● **GIVEN PROBLEM**
Extract every line of the material below and reproduce each one verbatim.

● **DATA EXTRACT**
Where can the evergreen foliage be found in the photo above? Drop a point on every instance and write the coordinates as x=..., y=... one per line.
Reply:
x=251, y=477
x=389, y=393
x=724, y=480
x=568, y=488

● **OUTPUT FOR THIS EXERCISE**
Where can the evergreen foliage be found in the photo above? Drop a point on every instance and write the coordinates as x=..., y=... one per line.
Reply:
x=251, y=477
x=389, y=393
x=724, y=480
x=568, y=488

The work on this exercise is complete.